● EXERCISE BRIEF:
Render every entry verbatim.

● THE DATA:
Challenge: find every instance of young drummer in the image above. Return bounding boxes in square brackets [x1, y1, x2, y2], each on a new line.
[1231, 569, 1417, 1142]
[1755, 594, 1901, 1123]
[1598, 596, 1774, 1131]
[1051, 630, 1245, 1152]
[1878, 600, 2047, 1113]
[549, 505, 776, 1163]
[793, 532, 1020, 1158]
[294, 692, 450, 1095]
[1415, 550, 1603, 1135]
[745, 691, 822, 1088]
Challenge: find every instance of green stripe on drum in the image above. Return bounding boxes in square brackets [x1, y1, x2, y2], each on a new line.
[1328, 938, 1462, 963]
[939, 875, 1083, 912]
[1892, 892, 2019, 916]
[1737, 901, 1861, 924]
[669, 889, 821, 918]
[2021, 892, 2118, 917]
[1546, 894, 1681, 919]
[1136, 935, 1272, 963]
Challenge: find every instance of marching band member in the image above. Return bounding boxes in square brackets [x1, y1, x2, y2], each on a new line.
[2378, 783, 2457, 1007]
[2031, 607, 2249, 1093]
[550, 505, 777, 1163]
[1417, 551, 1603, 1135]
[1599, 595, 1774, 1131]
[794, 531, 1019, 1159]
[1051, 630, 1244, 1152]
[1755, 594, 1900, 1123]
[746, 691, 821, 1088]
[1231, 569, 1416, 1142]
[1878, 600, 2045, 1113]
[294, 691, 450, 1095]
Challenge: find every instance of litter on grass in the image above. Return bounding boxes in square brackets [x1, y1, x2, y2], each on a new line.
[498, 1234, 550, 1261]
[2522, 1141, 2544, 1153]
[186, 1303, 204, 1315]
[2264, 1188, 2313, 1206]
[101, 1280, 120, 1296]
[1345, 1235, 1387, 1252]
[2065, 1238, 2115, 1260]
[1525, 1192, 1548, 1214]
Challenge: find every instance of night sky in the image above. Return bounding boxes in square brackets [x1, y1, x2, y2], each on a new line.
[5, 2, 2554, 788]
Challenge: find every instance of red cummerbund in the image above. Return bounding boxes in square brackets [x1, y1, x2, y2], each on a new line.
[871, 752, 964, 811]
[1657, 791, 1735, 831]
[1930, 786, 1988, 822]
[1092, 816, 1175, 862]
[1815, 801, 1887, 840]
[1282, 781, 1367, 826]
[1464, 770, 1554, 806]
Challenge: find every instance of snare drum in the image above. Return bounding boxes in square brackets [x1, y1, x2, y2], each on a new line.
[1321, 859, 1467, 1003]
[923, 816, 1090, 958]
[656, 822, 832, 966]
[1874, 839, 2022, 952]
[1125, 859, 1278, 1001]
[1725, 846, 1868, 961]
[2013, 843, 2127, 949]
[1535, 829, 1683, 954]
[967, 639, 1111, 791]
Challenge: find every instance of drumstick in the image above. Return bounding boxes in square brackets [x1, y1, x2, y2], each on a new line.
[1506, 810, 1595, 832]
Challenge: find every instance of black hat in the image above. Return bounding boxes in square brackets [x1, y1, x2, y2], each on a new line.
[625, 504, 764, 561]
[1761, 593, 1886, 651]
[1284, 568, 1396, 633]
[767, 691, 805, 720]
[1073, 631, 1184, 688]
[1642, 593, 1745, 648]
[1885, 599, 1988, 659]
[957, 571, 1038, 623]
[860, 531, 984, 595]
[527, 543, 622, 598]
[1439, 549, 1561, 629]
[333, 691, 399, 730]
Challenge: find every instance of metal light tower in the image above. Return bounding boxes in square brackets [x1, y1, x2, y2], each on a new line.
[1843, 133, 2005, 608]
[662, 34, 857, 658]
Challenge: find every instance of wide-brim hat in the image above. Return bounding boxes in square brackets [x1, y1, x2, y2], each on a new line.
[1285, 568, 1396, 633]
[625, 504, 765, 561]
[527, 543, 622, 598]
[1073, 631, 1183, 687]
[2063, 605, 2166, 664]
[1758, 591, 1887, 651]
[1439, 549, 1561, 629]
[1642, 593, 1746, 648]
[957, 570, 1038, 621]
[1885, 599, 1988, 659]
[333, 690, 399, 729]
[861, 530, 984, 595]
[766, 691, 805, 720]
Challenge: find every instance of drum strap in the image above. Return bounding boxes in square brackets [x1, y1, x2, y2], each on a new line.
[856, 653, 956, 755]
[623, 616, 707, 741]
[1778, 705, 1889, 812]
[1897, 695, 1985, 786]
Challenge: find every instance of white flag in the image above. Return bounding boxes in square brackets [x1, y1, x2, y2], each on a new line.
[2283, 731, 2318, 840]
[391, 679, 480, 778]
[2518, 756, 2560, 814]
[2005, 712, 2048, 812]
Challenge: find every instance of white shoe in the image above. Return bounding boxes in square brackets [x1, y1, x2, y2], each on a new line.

● REPLY TO THE TASK:
Challenge: find every instance of young drummer in the image above. Return bounding boxes in square brackets [x1, y1, x2, y2], each on a new line.
[1231, 569, 1417, 1142]
[1755, 594, 1901, 1123]
[1598, 596, 1774, 1131]
[1051, 630, 1245, 1152]
[1878, 600, 2047, 1113]
[549, 505, 776, 1163]
[793, 532, 1020, 1158]
[294, 692, 450, 1095]
[1415, 550, 1603, 1135]
[745, 691, 822, 1088]
Challenge: find every instance of green stripe on drum in the image above. Return bounding boxes in square brackets [x1, y1, x2, y2], each on a new line.
[1328, 938, 1462, 963]
[939, 875, 1083, 912]
[1892, 892, 2019, 916]
[1737, 901, 1861, 924]
[669, 889, 821, 918]
[2021, 892, 2118, 917]
[1546, 894, 1681, 919]
[1136, 935, 1272, 963]
Challenge: find every instance of marching band member in the image above. Return bounding boxes in square brackets [x1, y1, x2, y2], each on a new line.
[2378, 783, 2457, 1007]
[2031, 607, 2249, 1093]
[550, 505, 777, 1163]
[1417, 551, 1603, 1135]
[1599, 595, 1774, 1131]
[794, 531, 1019, 1159]
[1051, 630, 1244, 1152]
[1755, 594, 1900, 1123]
[746, 691, 821, 1088]
[1231, 569, 1416, 1142]
[1878, 600, 2045, 1113]
[294, 691, 450, 1095]
Challenge: find every instance of litter on grass in the image above. Return bounding boxes in square brackets [x1, y1, x2, y2], each on a new line.
[498, 1234, 550, 1261]
[2522, 1141, 2544, 1153]
[186, 1303, 204, 1315]
[2264, 1188, 2313, 1206]
[101, 1280, 120, 1296]
[1345, 1235, 1387, 1252]
[2065, 1238, 2115, 1260]
[1525, 1192, 1548, 1214]
Challenge: find every instance of night sky in the image above. Return bounding boxes in square brackets [x1, y1, x2, y2], each on a new line.
[5, 2, 2554, 788]
Challenge: find every instance of red cummerbund in the image above. Return bounding boxes in square brackets [x1, y1, x2, y2], each on a new line.
[871, 752, 964, 811]
[1657, 791, 1735, 831]
[1930, 786, 1988, 822]
[1092, 816, 1175, 862]
[1815, 801, 1887, 840]
[1282, 781, 1367, 826]
[1464, 770, 1554, 806]
Challenge: find every instance of snare drum in the image above. Return bounding boxes in square brackets [x1, y1, x2, y2], each on a new line.
[1321, 859, 1467, 1003]
[923, 816, 1090, 958]
[656, 822, 832, 966]
[1874, 839, 2022, 952]
[1125, 859, 1278, 1001]
[1725, 846, 1868, 961]
[2013, 843, 2127, 949]
[1535, 829, 1683, 954]
[967, 639, 1111, 791]
Challenge: find every instance of drumstick in the image above. Return bounding boxes in square brackets [x1, y1, x2, y2], each on a new line.
[1506, 810, 1595, 832]
Challenge: find every instance of black hat in the image above. Return bounding boxes in square brackets [x1, y1, x2, y2], each on a new line.
[625, 504, 764, 561]
[1761, 593, 1886, 651]
[1284, 568, 1396, 633]
[767, 691, 805, 720]
[1073, 631, 1184, 688]
[1642, 593, 1745, 648]
[1885, 599, 1988, 659]
[957, 571, 1038, 623]
[860, 531, 984, 595]
[527, 543, 622, 598]
[1439, 549, 1561, 629]
[333, 691, 399, 730]
Challenge: find every instance of metal light tower in the image above. Return bounding boxes in square brackets [x1, y1, x2, y2], each on a new line.
[1843, 133, 2005, 608]
[662, 34, 857, 658]
Challenge: find every instance of wide-brim hat in the image above. Return bounding boxes in square brackets [x1, y1, x2, y2], each on a new line.
[1285, 568, 1396, 633]
[625, 504, 765, 561]
[527, 543, 622, 598]
[1073, 631, 1183, 687]
[2063, 605, 2166, 664]
[1758, 591, 1887, 651]
[1439, 549, 1561, 629]
[1642, 593, 1746, 648]
[957, 570, 1038, 621]
[1885, 599, 1988, 659]
[333, 690, 399, 729]
[861, 530, 984, 595]
[766, 691, 805, 720]
Challenge: find every instance of drum strap in the image above. Return bounding boxes in square brackets [x1, y1, x2, y2], each on a new line.
[856, 653, 956, 755]
[623, 616, 707, 741]
[1778, 705, 1889, 812]
[1897, 695, 1985, 786]
Challenge: find every instance of white flag in the image above. Return bounding boxes in square brackets [x1, y1, x2, y2], each on a new line.
[2283, 731, 2318, 840]
[391, 679, 480, 778]
[2518, 756, 2560, 814]
[2005, 712, 2048, 812]
Challenge: find every instance of white shoe in the image above. Return bounding boxes in square brackets [x1, y1, x2, y2], each on a new line.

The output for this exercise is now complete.